• [What is expected] The listing is to be reproduced in full, with no character altered.

** Data in this exercise follows **

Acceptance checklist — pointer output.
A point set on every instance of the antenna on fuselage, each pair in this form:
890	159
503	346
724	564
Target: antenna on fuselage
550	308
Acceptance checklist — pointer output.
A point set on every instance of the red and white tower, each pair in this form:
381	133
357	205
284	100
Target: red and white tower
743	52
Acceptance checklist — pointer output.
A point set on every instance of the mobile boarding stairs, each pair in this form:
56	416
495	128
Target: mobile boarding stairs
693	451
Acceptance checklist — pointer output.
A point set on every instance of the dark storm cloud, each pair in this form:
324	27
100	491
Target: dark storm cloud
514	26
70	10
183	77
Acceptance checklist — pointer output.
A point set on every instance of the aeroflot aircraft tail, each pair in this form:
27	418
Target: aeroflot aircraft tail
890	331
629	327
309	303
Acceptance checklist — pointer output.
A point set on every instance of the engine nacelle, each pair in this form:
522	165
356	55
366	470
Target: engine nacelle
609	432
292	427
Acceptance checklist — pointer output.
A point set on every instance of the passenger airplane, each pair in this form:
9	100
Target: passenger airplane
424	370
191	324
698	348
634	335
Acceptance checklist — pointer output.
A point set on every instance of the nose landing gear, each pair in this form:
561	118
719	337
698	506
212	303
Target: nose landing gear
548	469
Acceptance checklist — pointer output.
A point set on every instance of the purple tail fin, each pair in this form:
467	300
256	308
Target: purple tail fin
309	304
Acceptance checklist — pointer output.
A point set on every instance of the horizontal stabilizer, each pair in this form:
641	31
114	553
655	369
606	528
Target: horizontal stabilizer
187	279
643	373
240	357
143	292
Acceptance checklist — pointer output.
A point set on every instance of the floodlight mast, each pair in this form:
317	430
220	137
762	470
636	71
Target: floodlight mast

** End of Data in this exercise **

• [Exercise output]
Acceptance checklist — pointer output.
A point set on every instance of the antenna on fuselage, each pair in this form:
890	159
503	346
724	564
Target: antenna on fuselage
550	308
Acceptance checklist — pointer output.
A point set on every instance of the red and white tower, each pair in this form:
381	133
357	205
284	100
Target: red and white tower
743	52
Acceptance checklist — pointer output.
A point set on every instance of the mobile boarding stairs, each pair in this form:
56	416
495	128
Target: mobile boarding stairs
693	451
Acceptance checklist — pointer output.
A point set on every instance of the dark storm cloud, each pair in this form:
324	27
100	491
Target: dark storm cloud
514	26
70	10
183	77
Acceptance checklist — pointer output.
A point set on every instance of the aeroflot aircraft tail, each pair in this form:
27	418
Target: aeroflot aircraft tail
890	331
629	327
309	303
Acceptance checklist — pointer output.
A point set on every instance of the engine nacelle, each pair in this form:
522	165
356	55
366	470
Target: engine nacelle
609	432
292	427
Acceptance checklist — pointer output.
A point set on every instance of the passenger airplane, each pair in this form:
9	100
Target: passenger airplane
424	370
191	324
698	348
634	335
Acceptance checklist — pointer output.
A point set on every instance of the nose landing gear, each pair in this form:
561	118
719	337
698	506
212	303
Target: nose landing gear
548	469
Acceptance checklist — pointer output.
A point set on every instance of the purple tail fin, each pair in this form:
467	300
256	308
Target: purple tail fin
309	304
Acceptance checklist — pointer output.
A point set on every instance of the horizontal stabilizer, each pair in this form:
641	31
114	553
655	369
606	528
Target: horizontal stabilizer
187	279
643	373
240	357
143	292
Acceptance checklist — pointer output.
A point set on every instance of the floodlight mast, each pair in this form:
317	430
220	137
762	470
636	71
Target: floodlight mast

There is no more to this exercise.